Collect every line in the rows below that contains the string "point".
◇ ◇ ◇ ◇
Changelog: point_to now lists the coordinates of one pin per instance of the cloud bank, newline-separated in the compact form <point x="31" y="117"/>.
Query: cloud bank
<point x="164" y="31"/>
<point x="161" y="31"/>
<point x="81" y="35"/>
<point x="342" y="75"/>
◇ ◇ ◇ ◇
# THE ANSWER:
Changelog: point_to now lists the coordinates of one pin per instance of the cloud bank, newline-separated in the compact form <point x="31" y="117"/>.
<point x="164" y="31"/>
<point x="161" y="31"/>
<point x="81" y="35"/>
<point x="342" y="75"/>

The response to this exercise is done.